▸ THE PROBLEM:
Repeat exactly the lines from the line containing "Task: annotate the sheer white veil." to the last line of the listing, including both.

Coordinate labeling data:
** begin **

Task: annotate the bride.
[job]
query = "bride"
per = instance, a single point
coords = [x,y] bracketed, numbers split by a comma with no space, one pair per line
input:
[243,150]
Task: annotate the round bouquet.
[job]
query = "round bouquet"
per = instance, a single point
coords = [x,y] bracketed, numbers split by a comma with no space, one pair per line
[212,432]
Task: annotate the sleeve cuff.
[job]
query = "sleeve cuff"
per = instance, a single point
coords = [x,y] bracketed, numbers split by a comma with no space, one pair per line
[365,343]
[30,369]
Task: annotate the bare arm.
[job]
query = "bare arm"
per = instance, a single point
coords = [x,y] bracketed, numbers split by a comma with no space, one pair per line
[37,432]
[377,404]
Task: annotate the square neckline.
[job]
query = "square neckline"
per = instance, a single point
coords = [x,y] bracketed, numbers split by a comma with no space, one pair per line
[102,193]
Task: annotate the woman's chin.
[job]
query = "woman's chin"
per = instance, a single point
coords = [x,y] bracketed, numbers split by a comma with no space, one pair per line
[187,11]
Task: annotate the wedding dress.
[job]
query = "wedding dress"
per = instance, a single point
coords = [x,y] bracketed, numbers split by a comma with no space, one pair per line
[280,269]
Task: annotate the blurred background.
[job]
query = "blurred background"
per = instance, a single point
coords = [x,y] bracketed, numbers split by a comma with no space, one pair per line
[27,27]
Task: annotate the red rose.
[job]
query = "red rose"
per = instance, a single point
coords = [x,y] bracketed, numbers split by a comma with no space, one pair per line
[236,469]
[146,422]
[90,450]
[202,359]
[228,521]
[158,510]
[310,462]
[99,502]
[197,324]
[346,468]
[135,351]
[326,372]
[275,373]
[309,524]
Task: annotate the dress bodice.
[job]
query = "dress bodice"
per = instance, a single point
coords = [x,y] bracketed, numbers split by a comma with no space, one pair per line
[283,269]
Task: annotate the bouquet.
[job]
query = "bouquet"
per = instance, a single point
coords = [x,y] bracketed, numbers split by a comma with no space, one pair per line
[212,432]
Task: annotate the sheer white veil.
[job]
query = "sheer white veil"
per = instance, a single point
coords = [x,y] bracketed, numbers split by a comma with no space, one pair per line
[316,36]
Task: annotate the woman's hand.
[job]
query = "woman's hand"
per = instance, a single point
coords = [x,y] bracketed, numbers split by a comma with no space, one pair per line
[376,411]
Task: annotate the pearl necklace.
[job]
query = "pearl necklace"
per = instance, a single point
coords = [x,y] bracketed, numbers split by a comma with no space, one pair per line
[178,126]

** end **

▸ CORRECT RESPONSE:
Task: annotate the sheer white veil.
[job]
query = "sheer white veil"
per = instance, a single point
coords = [x,y] bracketed, numbers split by a comma with no space, one pair per line
[316,36]
Task: annotate the woman's hand.
[job]
query = "woman's hand"
per = instance, a single point
coords = [x,y] bracketed, numbers split by a comma with no space, one pair per line
[376,411]
Task: annotate the pearl necklace.
[job]
query = "pearl necklace"
per = instance, a single point
coords = [x,y] bracketed, numbers split by a comma with no space, one pair per line
[178,126]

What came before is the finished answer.